[Stored data entries]
-- Opening Marker --

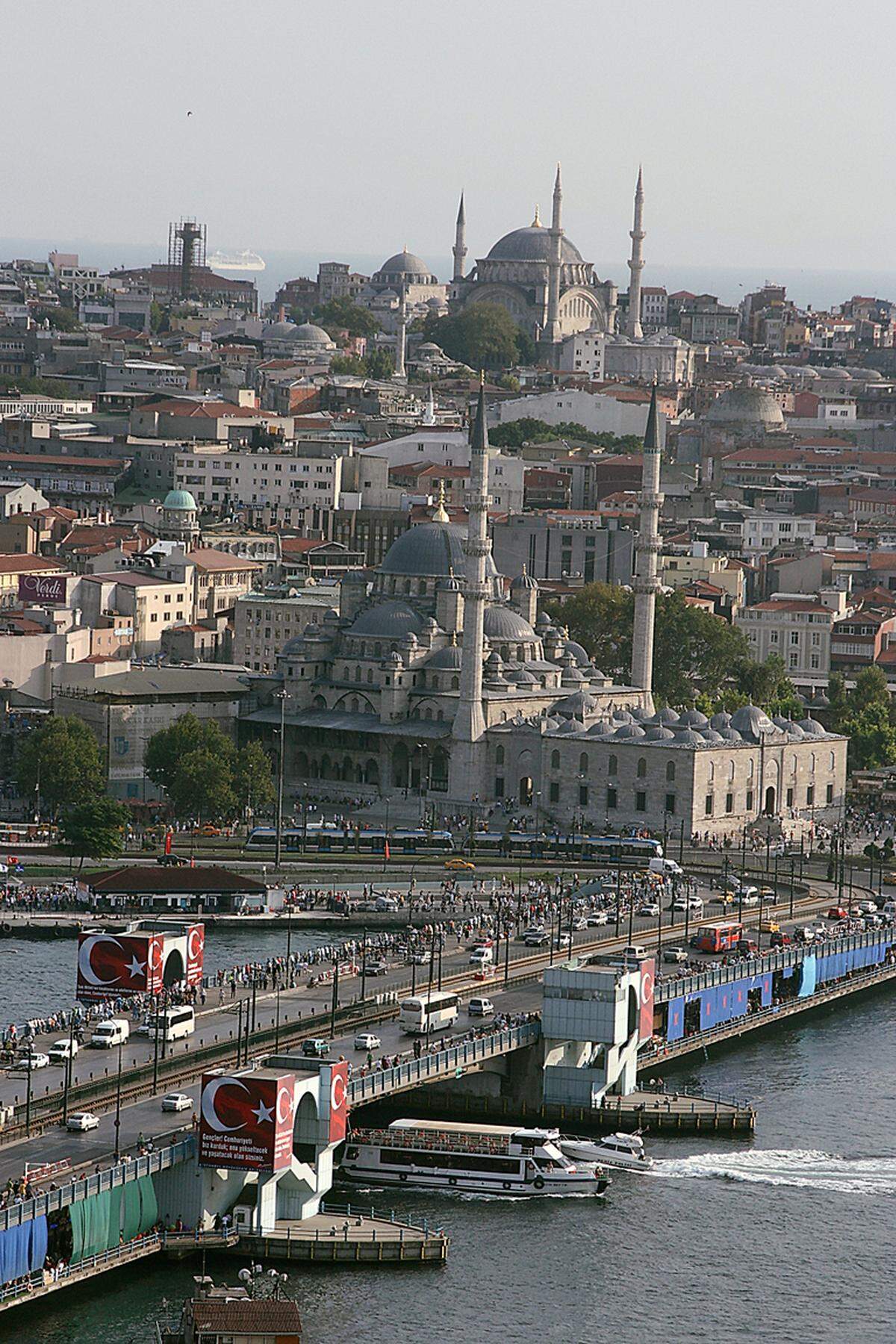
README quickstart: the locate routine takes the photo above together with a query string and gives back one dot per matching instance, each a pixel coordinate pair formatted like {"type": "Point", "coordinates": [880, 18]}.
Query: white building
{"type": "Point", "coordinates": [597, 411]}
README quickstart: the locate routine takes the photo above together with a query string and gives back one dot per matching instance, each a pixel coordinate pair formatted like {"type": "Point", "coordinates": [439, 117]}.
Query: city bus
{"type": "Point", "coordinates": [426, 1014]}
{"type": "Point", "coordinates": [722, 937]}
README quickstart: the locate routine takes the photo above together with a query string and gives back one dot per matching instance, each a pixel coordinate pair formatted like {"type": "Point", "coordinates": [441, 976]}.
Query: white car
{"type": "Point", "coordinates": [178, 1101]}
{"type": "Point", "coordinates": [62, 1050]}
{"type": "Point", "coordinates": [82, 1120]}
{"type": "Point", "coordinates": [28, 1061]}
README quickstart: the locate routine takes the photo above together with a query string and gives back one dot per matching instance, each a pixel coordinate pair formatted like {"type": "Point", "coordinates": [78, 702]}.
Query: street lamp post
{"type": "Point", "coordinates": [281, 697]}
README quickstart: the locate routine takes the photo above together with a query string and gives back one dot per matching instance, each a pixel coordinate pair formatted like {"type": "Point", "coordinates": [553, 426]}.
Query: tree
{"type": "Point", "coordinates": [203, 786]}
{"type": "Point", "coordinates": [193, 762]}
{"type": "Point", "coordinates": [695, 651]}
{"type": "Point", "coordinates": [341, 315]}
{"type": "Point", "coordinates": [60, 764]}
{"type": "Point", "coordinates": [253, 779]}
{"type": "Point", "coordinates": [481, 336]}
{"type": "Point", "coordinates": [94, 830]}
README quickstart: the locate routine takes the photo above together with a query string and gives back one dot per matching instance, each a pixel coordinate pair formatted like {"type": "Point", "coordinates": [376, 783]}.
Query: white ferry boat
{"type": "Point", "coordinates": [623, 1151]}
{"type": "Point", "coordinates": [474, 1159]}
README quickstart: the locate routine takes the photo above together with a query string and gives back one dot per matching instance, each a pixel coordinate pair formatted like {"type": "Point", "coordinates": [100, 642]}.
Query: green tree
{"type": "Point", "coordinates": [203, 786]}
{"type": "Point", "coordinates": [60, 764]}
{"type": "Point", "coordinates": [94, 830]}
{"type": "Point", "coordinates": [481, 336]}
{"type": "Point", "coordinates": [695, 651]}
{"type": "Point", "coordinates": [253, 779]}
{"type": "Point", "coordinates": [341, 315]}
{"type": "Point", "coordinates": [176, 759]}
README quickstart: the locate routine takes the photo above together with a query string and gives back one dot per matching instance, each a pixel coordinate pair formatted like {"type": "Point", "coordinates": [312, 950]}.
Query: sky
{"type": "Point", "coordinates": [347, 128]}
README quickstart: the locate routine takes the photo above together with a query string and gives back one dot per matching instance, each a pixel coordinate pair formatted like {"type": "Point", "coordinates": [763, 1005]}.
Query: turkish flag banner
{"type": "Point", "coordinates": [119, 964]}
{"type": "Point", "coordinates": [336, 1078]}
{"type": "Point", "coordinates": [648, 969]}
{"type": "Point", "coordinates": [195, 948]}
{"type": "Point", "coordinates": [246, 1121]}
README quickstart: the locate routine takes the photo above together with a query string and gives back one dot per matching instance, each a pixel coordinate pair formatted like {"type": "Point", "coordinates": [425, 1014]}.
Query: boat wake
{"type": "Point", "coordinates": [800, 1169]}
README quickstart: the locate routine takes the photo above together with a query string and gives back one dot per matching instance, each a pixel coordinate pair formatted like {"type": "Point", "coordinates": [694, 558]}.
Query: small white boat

-- Closing Marker --

#### WHAT TO DO
Could the data above be repeated exactly, with every picture dropped?

#### THE ANSWER
README quickstart: the locate routine takes the photo above together with a query string and gives back one dot per matching instance, each a pixel coordinate pair formatted like {"type": "Point", "coordinates": [880, 18]}.
Query: white building
{"type": "Point", "coordinates": [597, 411]}
README quickstart: the locate routine takes the photo above together with a query string and gives back one dot per matching instance, each a pixel coordinate pair formatted like {"type": "Point", "coordinates": [439, 117]}.
Query: city bus
{"type": "Point", "coordinates": [426, 1014]}
{"type": "Point", "coordinates": [722, 937]}
README quickstart: the locate routine takes the photo above together with a query string and gives back one dot per matching instance, each a pixel coordinate pair formatted like {"type": "Point", "coordinates": [441, 976]}.
Query: white car
{"type": "Point", "coordinates": [178, 1101]}
{"type": "Point", "coordinates": [62, 1050]}
{"type": "Point", "coordinates": [82, 1120]}
{"type": "Point", "coordinates": [28, 1061]}
README quickstart: the locate routine takes the photo above together with a query string and gives back one dot per matching instance, each a pixel coordinate pair formatted like {"type": "Point", "coordinates": [78, 702]}.
Query: street lamp post
{"type": "Point", "coordinates": [281, 697]}
README quickstart: the locate routine takes the photo above together with a query string and gives back one dot per matching instance, each a pixel coordinate pair formatted like {"type": "Point", "coordinates": [553, 426]}.
Query: tree
{"type": "Point", "coordinates": [203, 786]}
{"type": "Point", "coordinates": [193, 762]}
{"type": "Point", "coordinates": [695, 651]}
{"type": "Point", "coordinates": [341, 315]}
{"type": "Point", "coordinates": [60, 764]}
{"type": "Point", "coordinates": [253, 779]}
{"type": "Point", "coordinates": [481, 336]}
{"type": "Point", "coordinates": [94, 830]}
README quickstart: the locate routine takes the photo above together with a query string and gives back one dot per matching instance, each a pixel coordinate pair formatted like {"type": "Point", "coordinates": [376, 783]}.
Query: white ferry boat
{"type": "Point", "coordinates": [623, 1151]}
{"type": "Point", "coordinates": [474, 1159]}
README quickstart: the locate routine takes the photo above together with a query string and gives back one dot per matching instance, each a pixel coordinate pair formatted like {"type": "Point", "coordinates": [100, 642]}.
Query: green tree
{"type": "Point", "coordinates": [203, 786]}
{"type": "Point", "coordinates": [60, 764]}
{"type": "Point", "coordinates": [94, 830]}
{"type": "Point", "coordinates": [481, 336]}
{"type": "Point", "coordinates": [695, 651]}
{"type": "Point", "coordinates": [253, 779]}
{"type": "Point", "coordinates": [341, 315]}
{"type": "Point", "coordinates": [176, 759]}
README quickstart: the locate routine takes the photo above together with a query string and gives back one dot per matching instance, each a pixel coordinate pair formatted like {"type": "Point", "coordinates": [312, 950]}.
Query: sky
{"type": "Point", "coordinates": [347, 128]}
README quickstart: the locate routine takes the photo above together with a query string and gives back one dot per matching instance, each a pixel coordinate pair formatted like {"type": "Point", "coordinates": [763, 1005]}.
Query: turkish flag banner
{"type": "Point", "coordinates": [119, 964]}
{"type": "Point", "coordinates": [336, 1078]}
{"type": "Point", "coordinates": [648, 969]}
{"type": "Point", "coordinates": [195, 948]}
{"type": "Point", "coordinates": [246, 1121]}
README quickstart: the locate routine takes the photo above together with a query string and gives back one dot per matching instance, each a pixel coordinate pair formatted like {"type": "Point", "coordinates": [425, 1014]}.
Query: boat wake
{"type": "Point", "coordinates": [800, 1169]}
README quickstart: the locate routine takes the photo above together with a query string and gives back one dot per matching instance, each a pixel coordinate pair formatted like {"type": "Point", "coordinates": [694, 558]}.
Query: small white boat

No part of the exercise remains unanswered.